## KUTIPAN

◆ ◆ ◆ ◆ ◆ ◆ ◆

Pendidikan dalam pengembangan masyarakat di negara berkembang dapat membuka jalan
bagi rakyat miskin untuk memperoleh kesempatan yang sama guna memperoleh pendidikan agar
meningkat derajat kehidupannya. Hal ini menjadi tujuan humanis yang baik sehingga pendidikan yang
berkualitas harus diwujudkan. Drucker (1997:73) mengungkapkan beberapa persyaratan untuk
mewujudkan kualitas pendidikan, yaitu: kebijakan umum terkait visi, metode sistematik terkait
perubahan, cara menentukan perubahan di dalam dan luar organisasi, kebijakan untuk membuat
keseimbangan dan keberlanjutan.
2.2 KERANGKA PEMIKIRAN
Realitas pelayanan publik di negara Indonesia didasari oleh tuntutan kehidupan sosial
masyarakat yang semakin berkembang dan bertambah kompleks. Hal ini membentuk kebijakan-
kebijakan otonomi yang dipandang sebagai cara-cara efektif dalam mewujudkan tuntutan kehidupan
sosial masyarakat tersebut.
Adiwisastra (dalam Tachjan, 2006:xii) mengungkapkan bahwa “sekalipun implementasi
kebijakan publik memainkan peran penting dalam merealisasikan misi suatu kebijakan publik, tetapi
tidak berarti bahwa implementasi kebijakan publik terpisah dari tahapan formulasi melalui proses
negosiasi, tawar-menawar, atau lobby untuk menghasilkan kompromi”. Stoner dan Freeman
(1994:491) mengatakan bahwa “tidak seorangpun secara fisik mampu mampu melaksanakan seluruh
kegiatan dalam tugas yang kompleks.” Dengan demikian untuk menjalankan tugas organisasi hingga
level daerah, sejumlah langkah diperlukan untuk memungkinkan setiap individu dapat menjalankan
dan menjadi mahir dalam fungsi implementasi kebijakan.
Implementasi kebijakan publik merupakan salah satu faktor penting dari kebijakan publik
karena dalam prakteknya, hal itu amat terkait dengan perwujudan tujuan yang hendak dicapai.

◆ ◆ ◆ ◆ ◆ ◆ ◆

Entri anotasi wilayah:
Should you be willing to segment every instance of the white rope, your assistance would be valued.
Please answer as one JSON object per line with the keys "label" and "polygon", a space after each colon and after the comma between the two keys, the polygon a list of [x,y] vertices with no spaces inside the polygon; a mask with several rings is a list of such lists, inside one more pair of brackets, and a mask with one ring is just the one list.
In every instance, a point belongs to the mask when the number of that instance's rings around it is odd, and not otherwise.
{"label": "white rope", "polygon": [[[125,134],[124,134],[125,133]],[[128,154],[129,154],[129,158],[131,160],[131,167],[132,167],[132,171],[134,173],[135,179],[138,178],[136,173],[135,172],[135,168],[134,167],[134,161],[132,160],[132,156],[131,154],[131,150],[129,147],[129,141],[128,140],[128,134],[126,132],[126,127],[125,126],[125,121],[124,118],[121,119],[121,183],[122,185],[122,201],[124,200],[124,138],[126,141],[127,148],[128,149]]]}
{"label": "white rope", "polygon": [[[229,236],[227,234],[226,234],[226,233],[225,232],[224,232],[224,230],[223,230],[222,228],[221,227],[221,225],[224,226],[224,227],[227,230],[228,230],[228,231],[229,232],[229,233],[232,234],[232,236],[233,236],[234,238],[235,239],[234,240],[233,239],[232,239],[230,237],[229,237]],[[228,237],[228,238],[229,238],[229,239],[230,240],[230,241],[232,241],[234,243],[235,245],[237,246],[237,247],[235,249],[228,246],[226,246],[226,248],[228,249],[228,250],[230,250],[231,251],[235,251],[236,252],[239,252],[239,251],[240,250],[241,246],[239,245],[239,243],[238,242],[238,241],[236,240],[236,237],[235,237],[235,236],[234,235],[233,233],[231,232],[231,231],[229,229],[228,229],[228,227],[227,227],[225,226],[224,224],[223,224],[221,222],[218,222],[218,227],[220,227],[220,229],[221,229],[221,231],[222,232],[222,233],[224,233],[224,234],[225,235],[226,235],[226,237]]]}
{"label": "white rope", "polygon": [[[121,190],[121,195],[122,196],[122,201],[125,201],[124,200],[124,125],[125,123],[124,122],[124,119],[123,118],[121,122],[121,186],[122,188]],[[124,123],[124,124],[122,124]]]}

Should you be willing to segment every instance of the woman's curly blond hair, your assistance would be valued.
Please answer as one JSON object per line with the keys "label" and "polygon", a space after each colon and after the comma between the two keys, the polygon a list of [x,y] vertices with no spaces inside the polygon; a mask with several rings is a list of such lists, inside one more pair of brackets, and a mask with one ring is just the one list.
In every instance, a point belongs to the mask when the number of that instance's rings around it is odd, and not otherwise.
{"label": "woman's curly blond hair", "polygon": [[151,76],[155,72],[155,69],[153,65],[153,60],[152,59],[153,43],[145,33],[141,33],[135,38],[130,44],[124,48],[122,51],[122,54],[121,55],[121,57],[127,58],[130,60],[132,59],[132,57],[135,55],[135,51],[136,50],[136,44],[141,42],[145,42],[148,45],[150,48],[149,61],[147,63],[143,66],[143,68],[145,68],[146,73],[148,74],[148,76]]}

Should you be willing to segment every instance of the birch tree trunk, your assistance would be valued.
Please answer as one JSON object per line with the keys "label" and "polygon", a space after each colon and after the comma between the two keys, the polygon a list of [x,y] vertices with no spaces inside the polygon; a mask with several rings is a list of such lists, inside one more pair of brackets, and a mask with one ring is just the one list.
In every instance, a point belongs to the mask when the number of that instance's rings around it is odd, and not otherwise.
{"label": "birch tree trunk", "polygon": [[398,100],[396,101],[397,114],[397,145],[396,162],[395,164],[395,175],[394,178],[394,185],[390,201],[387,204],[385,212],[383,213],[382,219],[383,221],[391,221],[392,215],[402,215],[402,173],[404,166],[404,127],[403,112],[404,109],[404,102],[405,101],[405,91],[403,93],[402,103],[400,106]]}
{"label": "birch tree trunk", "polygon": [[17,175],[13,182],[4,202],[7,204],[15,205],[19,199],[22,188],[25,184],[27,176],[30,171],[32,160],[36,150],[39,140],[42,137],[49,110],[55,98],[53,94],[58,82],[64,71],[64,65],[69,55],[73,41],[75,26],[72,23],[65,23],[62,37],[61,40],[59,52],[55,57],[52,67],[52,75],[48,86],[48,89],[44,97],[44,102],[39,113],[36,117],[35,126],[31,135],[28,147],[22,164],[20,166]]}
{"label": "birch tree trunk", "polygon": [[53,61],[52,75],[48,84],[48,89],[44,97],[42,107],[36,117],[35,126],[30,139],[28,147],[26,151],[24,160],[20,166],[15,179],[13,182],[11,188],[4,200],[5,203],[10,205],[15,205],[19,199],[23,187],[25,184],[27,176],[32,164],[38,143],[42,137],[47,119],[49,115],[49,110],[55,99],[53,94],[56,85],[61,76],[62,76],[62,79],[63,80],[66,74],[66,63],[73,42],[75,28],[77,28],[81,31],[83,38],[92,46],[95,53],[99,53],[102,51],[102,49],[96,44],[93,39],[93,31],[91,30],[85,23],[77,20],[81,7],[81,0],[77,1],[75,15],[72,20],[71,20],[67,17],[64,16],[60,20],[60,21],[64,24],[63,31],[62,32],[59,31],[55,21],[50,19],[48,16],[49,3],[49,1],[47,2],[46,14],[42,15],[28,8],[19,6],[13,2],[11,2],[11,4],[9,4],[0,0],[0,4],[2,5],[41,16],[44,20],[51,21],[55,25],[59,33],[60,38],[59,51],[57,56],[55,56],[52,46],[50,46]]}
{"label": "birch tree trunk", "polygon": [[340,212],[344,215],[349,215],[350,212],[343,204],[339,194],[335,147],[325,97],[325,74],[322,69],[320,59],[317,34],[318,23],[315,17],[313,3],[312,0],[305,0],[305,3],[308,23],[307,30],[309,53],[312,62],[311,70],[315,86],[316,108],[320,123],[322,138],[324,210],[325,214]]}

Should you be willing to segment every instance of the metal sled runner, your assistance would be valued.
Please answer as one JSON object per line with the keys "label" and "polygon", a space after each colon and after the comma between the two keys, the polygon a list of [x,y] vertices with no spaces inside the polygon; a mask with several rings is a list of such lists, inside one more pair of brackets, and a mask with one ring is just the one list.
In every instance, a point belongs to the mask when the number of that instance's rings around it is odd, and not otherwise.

◆ ◆ ◆ ◆ ◆ ◆ ◆

## TUGAS ANDA
1. Sebutkan semua persyaratan untuk mewujudkan kualitas pendidikan menurut Drucker yang tercantum dalam kutipan tentang pendidikan dan kebijakan publik.
2. Tuliskan lanjutan kutipan tentang pendidikan dan kebijakan publik, dimulai setelah kalimat terakhirnya.
Baris-baris di atas tidak perlu dipakai.

## JAWABAN LATIHAN
1.
- Kebijakan umum terkait visi
- Metode sistematik terkait perubahan
- Cara menentukan perubahan di dalam dan luar organisasi
- Kebijakan untuk membuat keseimbangan dan keberlanjutan

2.
Menurut Dye (1978:23-24), hasil keseluruhan proses kebijakan umumnya mengikuti garis besar,
“identifying problems, formulating policy proposals, legitimating policies, implementing policies, and
evaluating policies” Lebih lanjut, Pressman dan Wildavsky (1973:8) mengungkapkan implementasi
sebagai suatu “process of interaction between the setting of goals and actions geared to achieving
them.” Pentingnya implementasi digambarkan Steiner dan Miner (1977:16), bahwa seluruh proses
dibagi dalam empat bagian utama yaitu, “strategic planning, programming and short-range program,
implementing, monitoring.
Cheema dan Rondinelli (1983:26-30) menyatakan bahwa implementasi kebijakan dalam
kerangka untuk mencapai tujuan melalui pemberian pelayanan dasar kepada masyarakat, analisisnya
harus didasarkan kepada empat faktor terdiri dari, “Environmental Condition, Interorganizational
Relationships, Resources for Policy Program Implementation, and Characteristics of Implementing
Agencies.” Lebih lanjut dijelaskan keempat faktor tersebut memiliki keterkaitan erat sehingga
eksistensi dan pemeliharaan kondisi faktor-faktor tersebut harus mendapat perhatian. Hal itu untuk
memastikan proses dan mekanisme implementasi kebijakan melalui penyelenggaraan pelayanan
publik dapat berjalan dan mencapai tujuan sesuai yang diharapkan.
Lebih lanjut, Kuswara dalam disertasinya (2011:66-68) secara singkat mengungkapkan bahwa
pengukuran efektif/tidaknya layanan pemerintah di daerah dapat didasarkan pada dimensi-dimensi:
1. “Keserasian pelayanan dengan kondisi masyarakat, hal ini mencakup berbagai kondisi yang diharapkan, maupun yang tidak diharapkan oleh masyarakat berkaitan dengan jenis pelayanan yang bersangkutan.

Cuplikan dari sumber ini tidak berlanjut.